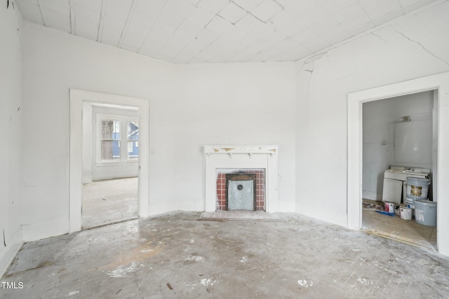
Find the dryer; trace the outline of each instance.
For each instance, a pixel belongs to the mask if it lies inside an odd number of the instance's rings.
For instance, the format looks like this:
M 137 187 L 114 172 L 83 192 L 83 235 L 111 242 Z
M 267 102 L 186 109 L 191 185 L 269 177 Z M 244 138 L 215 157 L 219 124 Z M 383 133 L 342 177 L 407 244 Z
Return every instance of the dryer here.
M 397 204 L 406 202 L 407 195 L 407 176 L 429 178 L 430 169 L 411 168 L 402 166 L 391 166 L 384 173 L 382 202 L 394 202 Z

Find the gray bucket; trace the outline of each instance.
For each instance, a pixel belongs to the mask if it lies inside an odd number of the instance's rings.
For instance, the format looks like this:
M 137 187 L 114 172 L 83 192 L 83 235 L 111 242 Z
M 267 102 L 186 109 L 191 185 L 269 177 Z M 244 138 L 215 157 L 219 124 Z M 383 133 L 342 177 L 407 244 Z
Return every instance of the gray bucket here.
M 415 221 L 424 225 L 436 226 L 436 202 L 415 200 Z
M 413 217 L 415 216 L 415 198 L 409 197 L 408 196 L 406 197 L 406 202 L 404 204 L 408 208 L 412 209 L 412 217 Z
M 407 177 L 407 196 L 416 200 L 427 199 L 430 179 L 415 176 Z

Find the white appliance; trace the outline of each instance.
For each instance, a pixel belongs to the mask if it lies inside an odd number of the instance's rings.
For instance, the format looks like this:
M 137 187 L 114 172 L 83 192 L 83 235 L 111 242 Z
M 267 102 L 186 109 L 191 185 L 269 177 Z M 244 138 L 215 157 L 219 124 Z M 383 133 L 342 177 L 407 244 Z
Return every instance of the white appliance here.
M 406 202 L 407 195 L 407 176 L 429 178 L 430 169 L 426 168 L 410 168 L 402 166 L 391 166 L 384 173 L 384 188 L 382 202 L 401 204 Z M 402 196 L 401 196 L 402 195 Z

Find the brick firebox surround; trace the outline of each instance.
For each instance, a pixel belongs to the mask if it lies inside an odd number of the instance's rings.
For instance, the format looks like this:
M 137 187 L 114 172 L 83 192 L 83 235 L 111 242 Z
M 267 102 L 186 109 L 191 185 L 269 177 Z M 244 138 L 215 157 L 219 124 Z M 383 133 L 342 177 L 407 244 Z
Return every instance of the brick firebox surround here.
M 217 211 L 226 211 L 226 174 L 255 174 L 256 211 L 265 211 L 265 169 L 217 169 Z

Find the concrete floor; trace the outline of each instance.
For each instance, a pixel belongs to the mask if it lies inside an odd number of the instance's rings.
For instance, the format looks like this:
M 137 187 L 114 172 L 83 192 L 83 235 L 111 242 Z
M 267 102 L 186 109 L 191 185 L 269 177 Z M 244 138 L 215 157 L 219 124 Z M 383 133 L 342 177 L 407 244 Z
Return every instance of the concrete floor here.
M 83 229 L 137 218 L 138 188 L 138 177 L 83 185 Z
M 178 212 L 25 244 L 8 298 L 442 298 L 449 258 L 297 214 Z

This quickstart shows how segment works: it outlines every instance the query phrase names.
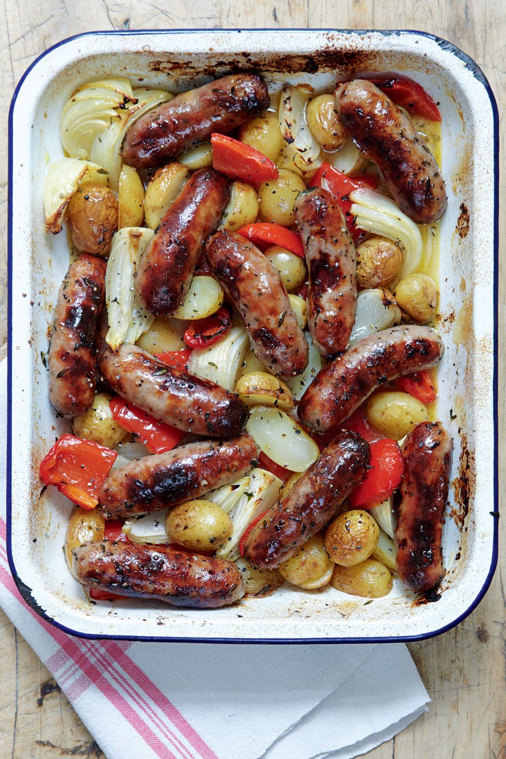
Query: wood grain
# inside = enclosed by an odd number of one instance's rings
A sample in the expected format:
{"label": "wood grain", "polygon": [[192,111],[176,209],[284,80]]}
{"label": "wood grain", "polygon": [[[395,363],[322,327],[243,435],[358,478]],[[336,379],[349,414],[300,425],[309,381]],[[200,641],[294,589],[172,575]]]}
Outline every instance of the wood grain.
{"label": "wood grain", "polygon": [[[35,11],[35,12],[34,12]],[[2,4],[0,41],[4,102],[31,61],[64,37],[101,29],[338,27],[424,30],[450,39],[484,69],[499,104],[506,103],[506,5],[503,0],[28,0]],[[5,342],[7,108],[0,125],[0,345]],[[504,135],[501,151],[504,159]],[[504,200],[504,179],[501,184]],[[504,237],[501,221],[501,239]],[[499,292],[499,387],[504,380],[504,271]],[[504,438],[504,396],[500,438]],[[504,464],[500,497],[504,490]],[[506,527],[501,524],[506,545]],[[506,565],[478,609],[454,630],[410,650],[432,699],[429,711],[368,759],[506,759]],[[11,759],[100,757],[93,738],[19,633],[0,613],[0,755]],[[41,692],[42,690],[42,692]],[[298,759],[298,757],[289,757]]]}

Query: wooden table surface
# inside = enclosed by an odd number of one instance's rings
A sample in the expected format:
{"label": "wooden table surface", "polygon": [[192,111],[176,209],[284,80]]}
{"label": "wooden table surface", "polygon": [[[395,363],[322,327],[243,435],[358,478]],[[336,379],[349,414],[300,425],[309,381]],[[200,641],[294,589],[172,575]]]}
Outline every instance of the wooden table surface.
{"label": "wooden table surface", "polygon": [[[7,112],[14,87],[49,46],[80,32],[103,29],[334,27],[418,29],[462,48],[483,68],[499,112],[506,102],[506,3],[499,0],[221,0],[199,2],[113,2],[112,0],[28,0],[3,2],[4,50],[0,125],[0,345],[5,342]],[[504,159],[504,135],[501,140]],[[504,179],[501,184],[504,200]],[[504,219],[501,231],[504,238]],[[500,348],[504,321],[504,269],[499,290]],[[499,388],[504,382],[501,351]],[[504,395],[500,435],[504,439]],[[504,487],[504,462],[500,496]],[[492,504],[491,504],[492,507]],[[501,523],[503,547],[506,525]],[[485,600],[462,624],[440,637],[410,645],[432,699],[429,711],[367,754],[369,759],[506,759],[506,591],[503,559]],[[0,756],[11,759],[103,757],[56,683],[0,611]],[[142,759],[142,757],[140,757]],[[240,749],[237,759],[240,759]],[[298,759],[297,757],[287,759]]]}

============

> _TASK DESCRIPTION_
Put every line above into a JSON list of strings, one string per line, skipping blank lines and leaving out the pictures.

> _FINISHED ANSWER_
[
  "Find the dryer; trace the outline of each instance.",
  "For each instance, a pixel belongs to the mask if it lies inside an odd number of the instance's rings.",
  "For instance, the format looks like this:",
  "M 137 187 L 114 172 L 83 192 L 83 235 L 111 242 Z",
  "M 267 102 L 186 109 L 191 185 L 269 177 Z M 244 138 L 215 157 L 219 124 Z M 383 133 L 342 177 L 407 244 Z",
  "Return every instance of the dryer here.",
  "M 397 204 L 406 202 L 407 195 L 407 176 L 429 178 L 430 169 L 411 168 L 402 166 L 391 166 L 384 173 L 382 202 L 394 202 Z",
  "Find the gray bucket; trace the outline of each instance.",
  "For each instance, a pixel belongs to the mask if it lies inside an odd number of the instance's rings.",
  "For instance, the format looks like this:",
  "M 137 187 L 114 172 L 83 192 L 83 235 L 111 242 Z",
  "M 267 102 L 186 109 L 191 185 L 269 177 Z M 244 138 L 215 157 L 219 124 Z M 383 133 L 342 177 L 407 244 Z",
  "Return every instance of the gray bucket here.",
  "M 415 221 L 424 225 L 436 226 L 436 202 L 415 200 Z",
  "M 413 217 L 415 216 L 415 198 L 409 197 L 408 196 L 406 197 L 406 202 L 404 204 L 408 208 L 412 209 L 412 217 Z",
  "M 407 177 L 407 196 L 416 200 L 427 199 L 430 179 L 415 176 Z",
  "Find the white appliance; trace the outline of each instance.",
  "For each instance, a pixel belongs to the mask if it lies inside an odd number of the instance's rings.",
  "For instance, the format looks like this:",
  "M 137 187 L 114 172 L 83 192 L 83 235 L 111 242 Z",
  "M 267 102 L 186 109 L 191 185 L 269 177 Z M 244 138 L 215 157 L 219 124 Z M 383 133 L 342 177 L 407 244 Z",
  "Return every instance of the white appliance here.",
  "M 406 202 L 407 195 L 407 176 L 429 178 L 430 169 L 426 168 L 410 168 L 402 166 L 391 166 L 384 173 L 384 188 L 382 202 L 401 204 Z M 402 196 L 401 196 L 402 195 Z",
  "Find the brick firebox surround; trace the outline of each instance.",
  "For each instance, a pixel belongs to the mask if it lies inside an odd number of the instance's rings.",
  "For instance, the format looks like this:",
  "M 137 187 L 114 172 L 83 192 L 83 235 L 111 242 Z",
  "M 267 102 L 186 109 L 191 185 L 269 177 Z M 244 138 L 215 157 L 219 124 Z M 383 133 L 342 177 L 407 244 Z",
  "Return every instance of the brick firebox surround here.",
  "M 217 211 L 226 211 L 226 174 L 255 174 L 256 211 L 265 211 L 265 169 L 217 169 Z",
  "Find the concrete floor; trace the outline of each instance.",
  "For each instance, a pixel belongs to the mask if it lies inside an odd number of the instance's rings.",
  "For instance, the format looks like this:",
  "M 137 187 L 114 172 L 83 192 L 83 235 L 111 242 Z",
  "M 267 102 L 186 109 L 191 185 L 269 177 Z M 244 138 L 215 157 L 219 124 Z M 383 133 L 342 177 L 407 244 Z",
  "Return every instance of the concrete floor here.",
  "M 83 229 L 137 218 L 138 188 L 138 177 L 83 185 Z",
  "M 178 212 L 25 244 L 8 298 L 442 298 L 449 258 L 297 214 Z",
  "This quickstart shows how segment works: it outlines every instance the query phrase names.",
  "Query: wood grain",
  "# inside = enclosed by an odd number of one instance's rings",
  "A sample in the expected format:",
  "{\"label\": \"wood grain\", \"polygon\": [[192,111],[176,209],[284,80]]}",
  "{\"label\": \"wood grain\", \"polygon\": [[[395,363],[322,327],[243,435],[358,478]],[[336,379],[349,414],[300,425],[309,381]],[[200,641],[294,589],[172,575]]]}",
  "Outline every instance of the wood grain.",
  "{\"label\": \"wood grain\", \"polygon\": [[[35,11],[35,12],[34,12]],[[2,4],[0,41],[4,102],[31,61],[64,37],[101,29],[338,27],[424,30],[450,39],[484,69],[499,104],[506,103],[506,5],[503,0],[28,0]],[[5,342],[7,108],[0,125],[0,345]],[[504,135],[501,151],[504,159]],[[504,200],[504,179],[501,184]],[[504,237],[501,221],[501,239]],[[499,292],[499,387],[504,380],[504,271]],[[504,438],[504,396],[500,438]],[[504,464],[500,497],[504,490]],[[506,527],[501,524],[506,545]],[[506,565],[478,609],[454,630],[410,650],[432,699],[429,711],[368,759],[506,759]],[[11,759],[100,757],[93,738],[19,633],[0,613],[0,755]],[[41,692],[42,690],[42,692]],[[298,759],[298,757],[289,757]]]}",
  "Query: wooden table surface",
  "# inside = enclosed by an odd number of one instance's rings",
  "A sample in the expected format:",
  "{\"label\": \"wooden table surface\", \"polygon\": [[192,111],[176,209],[284,80]]}",
  "{\"label\": \"wooden table surface\", \"polygon\": [[[395,363],[322,327],[243,435],[358,478]],[[336,379],[349,414],[300,425],[309,381]],[[200,641],[294,589],[172,575]]]}",
  "Outline every instance of the wooden table surface.",
  "{\"label\": \"wooden table surface\", \"polygon\": [[[7,112],[14,87],[49,46],[80,32],[103,29],[334,27],[418,29],[462,48],[483,68],[499,112],[506,102],[506,3],[499,0],[221,0],[199,2],[113,2],[112,0],[28,0],[3,2],[4,50],[0,125],[0,345],[5,342]],[[504,159],[504,135],[501,140]],[[504,179],[501,184],[504,200]],[[504,219],[501,231],[504,238]],[[500,348],[504,321],[504,269],[499,290]],[[499,388],[504,382],[501,351]],[[504,395],[500,435],[504,439]],[[504,487],[504,462],[500,496]],[[492,504],[491,504],[492,507]],[[501,523],[503,547],[506,525]],[[485,600],[462,624],[440,637],[410,645],[432,699],[429,711],[367,754],[369,759],[506,759],[506,591],[503,559]],[[0,756],[11,759],[103,757],[56,683],[0,611]],[[142,759],[142,757],[140,757]],[[240,749],[237,759],[240,759]],[[298,759],[297,757],[287,759]]]}"
]